** Start Given entries **

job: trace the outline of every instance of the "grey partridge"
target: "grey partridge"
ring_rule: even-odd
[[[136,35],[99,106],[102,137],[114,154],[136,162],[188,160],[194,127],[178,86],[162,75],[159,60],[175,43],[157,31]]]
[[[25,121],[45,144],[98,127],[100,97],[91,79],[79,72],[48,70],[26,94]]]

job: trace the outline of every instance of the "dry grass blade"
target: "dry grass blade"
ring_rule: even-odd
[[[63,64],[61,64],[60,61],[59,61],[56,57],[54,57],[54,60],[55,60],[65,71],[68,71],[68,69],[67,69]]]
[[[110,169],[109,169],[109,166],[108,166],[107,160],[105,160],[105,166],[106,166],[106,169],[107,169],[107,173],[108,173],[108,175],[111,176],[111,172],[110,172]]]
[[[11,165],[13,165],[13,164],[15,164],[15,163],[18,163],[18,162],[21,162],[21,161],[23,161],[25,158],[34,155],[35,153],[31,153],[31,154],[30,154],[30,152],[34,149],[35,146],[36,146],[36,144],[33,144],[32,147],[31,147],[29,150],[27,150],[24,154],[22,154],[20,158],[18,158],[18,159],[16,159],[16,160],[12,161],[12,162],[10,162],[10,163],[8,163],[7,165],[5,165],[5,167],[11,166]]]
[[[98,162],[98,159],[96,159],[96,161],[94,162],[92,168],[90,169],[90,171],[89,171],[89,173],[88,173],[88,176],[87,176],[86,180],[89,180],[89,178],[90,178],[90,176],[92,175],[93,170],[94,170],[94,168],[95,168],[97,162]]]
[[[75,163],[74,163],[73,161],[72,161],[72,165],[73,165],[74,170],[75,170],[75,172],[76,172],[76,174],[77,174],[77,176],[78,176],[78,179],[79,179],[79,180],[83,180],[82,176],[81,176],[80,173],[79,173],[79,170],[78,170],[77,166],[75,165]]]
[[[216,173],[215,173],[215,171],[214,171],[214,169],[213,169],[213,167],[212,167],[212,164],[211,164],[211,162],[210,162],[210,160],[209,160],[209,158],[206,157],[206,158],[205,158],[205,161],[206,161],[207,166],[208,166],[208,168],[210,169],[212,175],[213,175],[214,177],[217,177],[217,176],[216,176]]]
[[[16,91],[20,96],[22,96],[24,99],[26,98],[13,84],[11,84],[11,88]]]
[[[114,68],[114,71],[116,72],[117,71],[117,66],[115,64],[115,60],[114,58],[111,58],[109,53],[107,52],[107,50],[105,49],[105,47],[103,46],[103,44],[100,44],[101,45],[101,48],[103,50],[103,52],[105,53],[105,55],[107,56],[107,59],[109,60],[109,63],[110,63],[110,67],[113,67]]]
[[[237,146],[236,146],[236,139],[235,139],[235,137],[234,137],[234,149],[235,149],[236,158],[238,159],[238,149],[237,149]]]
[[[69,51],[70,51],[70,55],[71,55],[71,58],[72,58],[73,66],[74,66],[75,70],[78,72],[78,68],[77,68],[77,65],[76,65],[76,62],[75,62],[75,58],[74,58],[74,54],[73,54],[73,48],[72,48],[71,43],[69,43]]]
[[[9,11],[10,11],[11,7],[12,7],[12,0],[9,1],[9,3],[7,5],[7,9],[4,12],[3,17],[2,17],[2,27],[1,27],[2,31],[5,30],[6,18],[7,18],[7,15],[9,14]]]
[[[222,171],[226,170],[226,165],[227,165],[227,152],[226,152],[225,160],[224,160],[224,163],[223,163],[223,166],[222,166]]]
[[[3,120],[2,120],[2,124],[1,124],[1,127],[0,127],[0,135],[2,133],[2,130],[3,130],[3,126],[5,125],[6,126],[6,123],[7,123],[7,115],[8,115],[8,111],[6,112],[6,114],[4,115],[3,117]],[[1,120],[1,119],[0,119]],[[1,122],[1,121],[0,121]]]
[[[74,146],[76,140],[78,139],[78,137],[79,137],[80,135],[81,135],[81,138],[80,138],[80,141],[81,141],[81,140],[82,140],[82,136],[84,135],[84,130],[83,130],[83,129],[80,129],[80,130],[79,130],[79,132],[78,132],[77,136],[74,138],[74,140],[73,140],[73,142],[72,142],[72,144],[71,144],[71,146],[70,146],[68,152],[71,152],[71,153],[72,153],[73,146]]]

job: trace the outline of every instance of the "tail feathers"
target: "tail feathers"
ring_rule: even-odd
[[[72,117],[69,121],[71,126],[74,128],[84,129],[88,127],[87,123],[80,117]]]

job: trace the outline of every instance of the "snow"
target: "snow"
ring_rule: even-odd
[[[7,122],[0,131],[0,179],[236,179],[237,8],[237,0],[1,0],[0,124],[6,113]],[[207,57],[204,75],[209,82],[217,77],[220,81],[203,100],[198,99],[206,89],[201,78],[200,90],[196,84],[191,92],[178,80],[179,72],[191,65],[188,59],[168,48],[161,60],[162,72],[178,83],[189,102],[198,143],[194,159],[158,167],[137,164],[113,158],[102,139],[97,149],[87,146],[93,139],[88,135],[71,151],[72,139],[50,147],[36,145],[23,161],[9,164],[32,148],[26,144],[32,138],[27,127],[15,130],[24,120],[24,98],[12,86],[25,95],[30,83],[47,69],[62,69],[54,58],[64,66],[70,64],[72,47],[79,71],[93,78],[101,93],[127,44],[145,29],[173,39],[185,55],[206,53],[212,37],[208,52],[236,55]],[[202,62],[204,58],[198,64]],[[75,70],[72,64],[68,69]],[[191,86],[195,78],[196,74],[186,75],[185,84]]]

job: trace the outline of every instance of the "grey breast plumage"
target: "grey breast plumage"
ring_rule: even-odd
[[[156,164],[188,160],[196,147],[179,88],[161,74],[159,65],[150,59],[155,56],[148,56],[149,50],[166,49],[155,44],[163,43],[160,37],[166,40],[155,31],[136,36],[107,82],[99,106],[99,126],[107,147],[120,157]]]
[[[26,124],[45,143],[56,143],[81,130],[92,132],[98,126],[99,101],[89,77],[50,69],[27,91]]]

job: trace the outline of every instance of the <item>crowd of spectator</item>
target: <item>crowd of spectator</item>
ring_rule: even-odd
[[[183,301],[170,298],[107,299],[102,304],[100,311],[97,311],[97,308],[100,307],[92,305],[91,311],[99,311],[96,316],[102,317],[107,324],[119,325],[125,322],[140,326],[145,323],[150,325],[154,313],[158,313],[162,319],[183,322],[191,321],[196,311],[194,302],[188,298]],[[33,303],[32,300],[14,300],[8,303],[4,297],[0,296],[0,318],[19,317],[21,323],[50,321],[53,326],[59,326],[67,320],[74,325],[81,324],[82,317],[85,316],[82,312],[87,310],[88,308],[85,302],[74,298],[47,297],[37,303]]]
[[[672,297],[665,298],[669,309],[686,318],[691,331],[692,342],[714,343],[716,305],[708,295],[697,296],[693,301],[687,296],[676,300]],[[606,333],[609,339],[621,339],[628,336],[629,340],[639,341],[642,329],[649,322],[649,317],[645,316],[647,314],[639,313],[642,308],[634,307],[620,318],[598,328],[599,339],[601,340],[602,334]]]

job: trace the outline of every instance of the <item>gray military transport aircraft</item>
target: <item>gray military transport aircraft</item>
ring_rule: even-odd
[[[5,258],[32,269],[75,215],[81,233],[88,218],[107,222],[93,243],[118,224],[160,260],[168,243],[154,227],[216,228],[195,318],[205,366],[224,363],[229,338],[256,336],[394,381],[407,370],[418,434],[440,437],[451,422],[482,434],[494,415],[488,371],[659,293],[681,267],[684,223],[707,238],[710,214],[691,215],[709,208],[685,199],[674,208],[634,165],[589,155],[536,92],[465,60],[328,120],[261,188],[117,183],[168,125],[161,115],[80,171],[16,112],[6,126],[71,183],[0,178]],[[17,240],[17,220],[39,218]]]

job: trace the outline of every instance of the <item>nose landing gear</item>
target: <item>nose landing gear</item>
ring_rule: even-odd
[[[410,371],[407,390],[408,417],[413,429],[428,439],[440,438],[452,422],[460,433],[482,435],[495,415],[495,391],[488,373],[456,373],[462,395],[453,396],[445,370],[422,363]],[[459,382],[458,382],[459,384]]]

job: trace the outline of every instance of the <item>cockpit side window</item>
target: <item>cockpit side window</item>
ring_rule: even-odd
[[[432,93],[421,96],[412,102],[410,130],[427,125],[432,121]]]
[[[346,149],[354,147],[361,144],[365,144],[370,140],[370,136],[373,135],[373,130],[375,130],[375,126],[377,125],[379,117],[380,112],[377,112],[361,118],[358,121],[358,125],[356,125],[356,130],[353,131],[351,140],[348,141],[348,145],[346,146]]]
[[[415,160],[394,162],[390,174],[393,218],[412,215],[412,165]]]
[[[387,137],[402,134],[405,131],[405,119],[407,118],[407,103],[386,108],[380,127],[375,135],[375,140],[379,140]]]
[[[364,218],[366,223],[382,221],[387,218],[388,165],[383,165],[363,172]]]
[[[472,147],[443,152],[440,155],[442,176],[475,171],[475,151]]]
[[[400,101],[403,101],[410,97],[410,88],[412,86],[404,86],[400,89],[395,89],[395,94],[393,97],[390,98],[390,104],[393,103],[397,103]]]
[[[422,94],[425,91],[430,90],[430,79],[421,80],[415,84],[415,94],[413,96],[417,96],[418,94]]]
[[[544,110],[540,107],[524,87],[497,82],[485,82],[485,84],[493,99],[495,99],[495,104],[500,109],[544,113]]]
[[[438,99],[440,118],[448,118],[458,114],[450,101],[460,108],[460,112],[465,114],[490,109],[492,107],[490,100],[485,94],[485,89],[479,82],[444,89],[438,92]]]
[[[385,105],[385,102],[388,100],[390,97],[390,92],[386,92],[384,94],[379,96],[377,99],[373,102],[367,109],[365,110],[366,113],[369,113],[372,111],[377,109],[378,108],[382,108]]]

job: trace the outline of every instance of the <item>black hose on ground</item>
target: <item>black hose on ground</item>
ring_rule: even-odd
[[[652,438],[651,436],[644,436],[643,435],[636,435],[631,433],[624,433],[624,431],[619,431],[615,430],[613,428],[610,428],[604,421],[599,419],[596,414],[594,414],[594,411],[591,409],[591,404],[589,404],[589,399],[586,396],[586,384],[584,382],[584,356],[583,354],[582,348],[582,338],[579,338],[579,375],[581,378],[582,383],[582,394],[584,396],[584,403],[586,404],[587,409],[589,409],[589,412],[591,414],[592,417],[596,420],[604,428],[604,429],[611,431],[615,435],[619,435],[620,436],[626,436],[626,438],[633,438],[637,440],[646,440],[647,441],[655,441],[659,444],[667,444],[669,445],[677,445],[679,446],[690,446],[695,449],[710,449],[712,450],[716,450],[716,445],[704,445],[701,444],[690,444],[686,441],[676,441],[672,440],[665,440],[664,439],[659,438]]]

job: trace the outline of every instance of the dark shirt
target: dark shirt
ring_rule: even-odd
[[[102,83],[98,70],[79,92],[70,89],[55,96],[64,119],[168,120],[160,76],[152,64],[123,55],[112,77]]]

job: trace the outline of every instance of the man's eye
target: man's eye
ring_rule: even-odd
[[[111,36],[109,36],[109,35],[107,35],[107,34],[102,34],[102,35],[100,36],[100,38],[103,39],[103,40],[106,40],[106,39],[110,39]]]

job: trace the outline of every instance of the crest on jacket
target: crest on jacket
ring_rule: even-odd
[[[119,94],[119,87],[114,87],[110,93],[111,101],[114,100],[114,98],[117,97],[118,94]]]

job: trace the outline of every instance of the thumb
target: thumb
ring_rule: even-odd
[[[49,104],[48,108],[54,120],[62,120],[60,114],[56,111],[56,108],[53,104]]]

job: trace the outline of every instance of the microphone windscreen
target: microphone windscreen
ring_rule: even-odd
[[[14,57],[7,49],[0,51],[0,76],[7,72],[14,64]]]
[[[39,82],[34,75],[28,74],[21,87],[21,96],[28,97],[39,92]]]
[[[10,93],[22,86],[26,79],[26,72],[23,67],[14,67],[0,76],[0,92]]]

** End Given entries **

Copy out, unchanged, every line from the one containing "job: trace the outline of every instance of the man's" through the end of the entries, including both of those endpoints.

> [Response to this exercise]:
job: trace the outline of every instance of the man's eye
target: man's eye
ring_rule: even-odd
[[[111,36],[109,36],[109,35],[107,35],[107,34],[102,34],[102,35],[100,36],[100,38],[103,39],[103,40],[106,40],[106,39],[110,39]]]

job: trace the outline of every instance of the crest on jacket
target: crest on jacket
ring_rule: even-odd
[[[119,94],[119,87],[114,87],[110,93],[111,101],[114,100],[114,98],[117,97],[118,94]]]

job: trace the outline of every instance of the thumb
target: thumb
ring_rule: even-odd
[[[49,104],[48,108],[54,120],[62,120],[60,114],[56,111],[56,108],[53,104]]]

job: trace the outline of every instance of the microphone windscreen
target: microphone windscreen
ring_rule: even-odd
[[[14,57],[7,49],[0,51],[0,76],[7,72],[14,64]]]
[[[39,82],[34,75],[28,74],[21,87],[21,96],[28,97],[39,92]]]
[[[10,93],[22,86],[26,79],[26,72],[23,67],[14,67],[0,76],[0,92]]]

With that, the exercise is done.